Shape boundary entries
#####

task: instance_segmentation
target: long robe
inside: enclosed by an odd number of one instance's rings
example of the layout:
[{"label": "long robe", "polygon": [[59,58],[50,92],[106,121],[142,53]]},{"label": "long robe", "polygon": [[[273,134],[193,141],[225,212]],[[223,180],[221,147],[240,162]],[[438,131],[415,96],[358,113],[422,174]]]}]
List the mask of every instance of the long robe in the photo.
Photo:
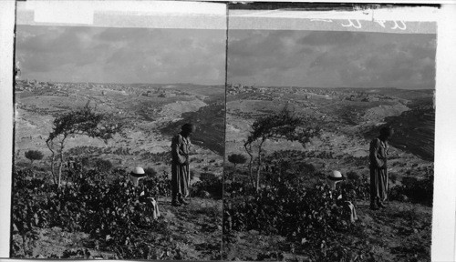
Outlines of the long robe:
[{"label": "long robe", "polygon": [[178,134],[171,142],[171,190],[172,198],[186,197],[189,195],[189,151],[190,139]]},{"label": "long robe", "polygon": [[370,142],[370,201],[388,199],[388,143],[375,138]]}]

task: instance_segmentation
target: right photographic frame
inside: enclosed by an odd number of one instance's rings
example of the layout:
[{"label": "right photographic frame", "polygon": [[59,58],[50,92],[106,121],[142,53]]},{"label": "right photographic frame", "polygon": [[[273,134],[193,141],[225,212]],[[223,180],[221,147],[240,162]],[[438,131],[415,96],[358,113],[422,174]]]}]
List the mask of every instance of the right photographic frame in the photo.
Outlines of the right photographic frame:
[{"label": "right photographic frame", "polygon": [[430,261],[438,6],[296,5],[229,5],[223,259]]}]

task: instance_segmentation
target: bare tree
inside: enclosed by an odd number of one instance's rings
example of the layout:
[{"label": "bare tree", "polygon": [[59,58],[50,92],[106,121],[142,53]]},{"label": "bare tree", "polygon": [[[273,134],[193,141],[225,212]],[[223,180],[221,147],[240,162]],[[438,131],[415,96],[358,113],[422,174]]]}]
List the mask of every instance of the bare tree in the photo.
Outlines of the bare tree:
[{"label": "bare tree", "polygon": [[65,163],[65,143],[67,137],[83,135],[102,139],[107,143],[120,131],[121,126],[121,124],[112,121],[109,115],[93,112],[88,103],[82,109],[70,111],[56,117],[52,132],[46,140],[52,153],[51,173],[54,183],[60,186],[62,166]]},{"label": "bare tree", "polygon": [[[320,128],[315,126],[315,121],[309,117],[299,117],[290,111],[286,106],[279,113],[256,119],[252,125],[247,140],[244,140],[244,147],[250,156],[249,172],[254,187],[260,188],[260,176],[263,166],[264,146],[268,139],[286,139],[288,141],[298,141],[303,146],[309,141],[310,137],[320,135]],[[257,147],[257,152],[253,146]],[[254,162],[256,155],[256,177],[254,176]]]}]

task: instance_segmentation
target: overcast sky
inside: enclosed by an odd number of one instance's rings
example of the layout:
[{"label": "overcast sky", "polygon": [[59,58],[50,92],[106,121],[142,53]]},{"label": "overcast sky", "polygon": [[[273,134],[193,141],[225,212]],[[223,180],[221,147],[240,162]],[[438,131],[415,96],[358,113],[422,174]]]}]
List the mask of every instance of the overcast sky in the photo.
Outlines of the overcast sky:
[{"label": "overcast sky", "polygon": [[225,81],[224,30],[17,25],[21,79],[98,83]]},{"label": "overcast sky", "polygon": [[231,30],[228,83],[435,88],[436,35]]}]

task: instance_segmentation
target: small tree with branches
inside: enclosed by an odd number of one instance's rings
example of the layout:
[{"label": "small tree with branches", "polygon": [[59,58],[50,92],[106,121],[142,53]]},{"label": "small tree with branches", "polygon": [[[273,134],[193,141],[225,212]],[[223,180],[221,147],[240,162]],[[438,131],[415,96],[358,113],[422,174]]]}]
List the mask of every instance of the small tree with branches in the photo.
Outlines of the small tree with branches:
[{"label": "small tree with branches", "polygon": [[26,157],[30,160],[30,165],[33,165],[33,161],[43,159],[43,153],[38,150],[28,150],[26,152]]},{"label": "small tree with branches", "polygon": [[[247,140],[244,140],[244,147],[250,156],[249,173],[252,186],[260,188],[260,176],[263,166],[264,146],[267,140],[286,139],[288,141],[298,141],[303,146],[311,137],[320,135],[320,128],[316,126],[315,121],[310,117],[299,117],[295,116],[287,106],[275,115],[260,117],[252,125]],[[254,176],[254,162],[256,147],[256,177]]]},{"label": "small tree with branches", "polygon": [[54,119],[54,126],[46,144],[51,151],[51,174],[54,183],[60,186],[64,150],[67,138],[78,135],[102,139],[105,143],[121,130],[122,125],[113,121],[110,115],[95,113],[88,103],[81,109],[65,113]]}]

#####

_Instructions to follow_. Write out all the entries again, word for word, and print no images.

_Correct result_.
task: instance_segmentation
target: long robe
inside: enclosed by an odd number of one instance's rings
example of the layout:
[{"label": "long robe", "polygon": [[59,58],[50,92],[106,121],[142,53]]},{"label": "long robe", "polygon": [[[273,134],[193,141],[225,212]],[[223,180],[221,147],[240,162]],[[438,131],[415,96],[358,113],[422,174]]]}]
List the mask of every instance of the long robe in the photo.
Photo:
Outlines of the long robe:
[{"label": "long robe", "polygon": [[178,134],[171,142],[171,190],[172,198],[186,197],[189,195],[189,151],[190,139]]},{"label": "long robe", "polygon": [[370,142],[370,201],[388,199],[388,143],[375,138]]}]

task: instance_segmentation
target: right photographic frame
inside: enclosed by an odd number of one instance's rings
example of the layout:
[{"label": "right photographic frame", "polygon": [[59,58],[50,92],[106,121],[142,53]]},{"label": "right photographic frame", "polygon": [[[273,134],[193,141],[225,212]],[[223,180],[221,147],[240,162]],[[438,131],[415,96],[358,113],[422,174]]]}]
List the mask of every instance of the right photographic frame in the photo.
Outlines of the right photographic frame:
[{"label": "right photographic frame", "polygon": [[430,261],[438,6],[296,5],[229,5],[223,259]]}]

task: instance_segmentation
target: bare tree
inside: enclosed by an odd number of one instance's rings
example of the layout:
[{"label": "bare tree", "polygon": [[59,58],[50,92],[106,121],[142,53]]},{"label": "bare tree", "polygon": [[[273,134],[193,141],[225,212]],[[223,180],[221,147],[240,162]],[[438,131],[415,96],[358,113],[422,174]]]}]
List the mask of every instance of the bare tree in the photo.
Outlines of the bare tree:
[{"label": "bare tree", "polygon": [[65,163],[65,143],[67,137],[83,135],[102,139],[107,143],[120,131],[121,126],[121,124],[112,121],[109,115],[93,112],[88,103],[82,109],[70,111],[56,117],[52,132],[46,140],[52,153],[51,173],[54,183],[60,186],[62,166]]},{"label": "bare tree", "polygon": [[[320,128],[315,126],[315,121],[309,117],[299,117],[290,111],[286,106],[279,113],[256,119],[252,125],[247,140],[244,140],[244,147],[250,156],[249,172],[254,187],[260,188],[260,176],[263,166],[264,146],[268,139],[286,139],[288,141],[298,141],[303,146],[309,141],[310,137],[320,135]],[[257,147],[257,152],[253,146]],[[254,162],[256,155],[256,177],[254,176]]]}]

task: instance_segmentation
target: overcast sky
inside: enclosed by an odd number of one instance's rings
example of the layout:
[{"label": "overcast sky", "polygon": [[59,58],[50,92],[106,121],[142,53]]},{"label": "overcast sky", "polygon": [[[273,134],[193,141],[225,212]],[[223,180],[221,147],[240,162]],[[438,131],[415,96],[358,113],[422,174]]]}]
List the mask of every instance of the overcast sky in the photo.
Outlines of the overcast sky:
[{"label": "overcast sky", "polygon": [[225,81],[224,30],[17,25],[21,79],[98,83]]},{"label": "overcast sky", "polygon": [[231,30],[228,83],[435,88],[436,35]]}]

task: instance_segmentation
target: small tree with branches
inside: enclosed by an odd number of one instance's rings
example of the layout:
[{"label": "small tree with branches", "polygon": [[59,58],[50,92],[106,121],[142,53]]},{"label": "small tree with branches", "polygon": [[[273,134],[193,141],[225,212]],[[223,180],[221,147],[240,162]],[[438,131],[415,96],[358,113],[422,174]]]}]
List the mask of every instance of the small tree with branches in the photo.
Outlines of the small tree with branches:
[{"label": "small tree with branches", "polygon": [[26,157],[30,160],[30,165],[33,165],[33,161],[43,159],[43,153],[38,150],[28,150],[26,152]]},{"label": "small tree with branches", "polygon": [[[247,140],[244,140],[244,147],[250,156],[249,173],[252,186],[260,188],[260,176],[263,166],[264,146],[267,140],[286,139],[288,141],[298,141],[303,146],[311,137],[320,135],[320,128],[316,126],[315,121],[310,117],[299,117],[295,116],[287,106],[275,115],[260,117],[252,125]],[[254,176],[254,162],[256,147],[256,177]]]},{"label": "small tree with branches", "polygon": [[54,119],[54,126],[46,144],[51,151],[51,174],[54,183],[60,186],[64,150],[67,138],[78,135],[102,139],[105,143],[121,130],[122,125],[113,121],[110,115],[95,113],[88,103],[81,109],[65,113]]}]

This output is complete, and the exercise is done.